_Текст для чтения_.
_ _ _

Маяковский, Асеев и другие футуристы были первым поколением поэтов, на которых оказал влияние «дервиш русского имени». Обэриуты — вторым. Мы — третьим.
Каждое поколение воспринимало свое.
Футуристы — слом старых поэтических систем, масштабность хлебниковской социальной утопии, необычность поведения, языковой эксперимент. Из поисков поэтического языка каждый извлекал свое: Асеев — корневые сопоставления, Маяковский — словотворчество, Крученых — заумь.
Обэриуты словесные сдвиги Хлебникова использовали как орудие для сдвига действительности, для обэриутской иронии. Сам Хлебников вовсе не ироничен. Он простодушен. Простодушие хлебниковской интонации, его «отмытый» эпитет Заболоцкий и Олейников используют так, как взрослые детскую речь для создания детского анекдота. Хармс реализует заумь как абсурдизм, что вовсе не соответствует цели Хлебникова проникнуть в смысл звуков речи.
На поэтов моего поколения Хлебников тоже влиял по-разному и в разной степени, но в этом влиянии преобладали не словесный эксперимент (хотя и это было), не возможность сдвинуть речь в сторону иронии (нам в ту пору не очень свойственной), а скорее образная система, чистота интонации и внутренний пафос, снимавший пафос внешний, присущий многим поэтам довоенной поры.

_ _ _

[Записи с указанием на именованные объекты]
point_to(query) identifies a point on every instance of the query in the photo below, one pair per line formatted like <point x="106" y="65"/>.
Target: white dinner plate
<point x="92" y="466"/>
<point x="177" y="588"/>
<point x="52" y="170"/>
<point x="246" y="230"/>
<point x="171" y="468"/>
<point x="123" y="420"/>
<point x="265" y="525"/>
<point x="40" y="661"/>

_ _ _

Продолжите текст о влиянии Хлебникова на три поколения поэтов, начав сразу после его последнего предложения.

_Результат выполнения_.
Меньше всего из Хлебникова воспринял Павел Коган, хотя очень его любил, часто цитировал наизусть.
Более явственно влияние Хлебникова на Кульчицкого. «Русь — ты вся поцелуй на морозе» — эпиграф к самому значительному произведению погибшего на войне поэта поэме «Самое такое», где сложно сочетаются интонации Маяковского и Хлебникова.
Хлебниковский элемент чувствуется в военных стихах Наровчатова, особенно в его польском цикле, где поэта привлекает стихия славянской речи.
Слуцкий высоко ценил и всю жизнь перечитывал Хлебникова. Но для того, чтобы выделить из тугого сплава его поэзии хлебниковские черты, нужно предпринять детальное исследование. Думаю, что оно будет результативным. Уже зрелым поэтом Слуцкий написал стихотворение о захоронении праха Хлебникова на Новодевичьем кладбище. Если память мне не изменяет, он при этом присутствовал, и стихотворение написано по живому впечатлению.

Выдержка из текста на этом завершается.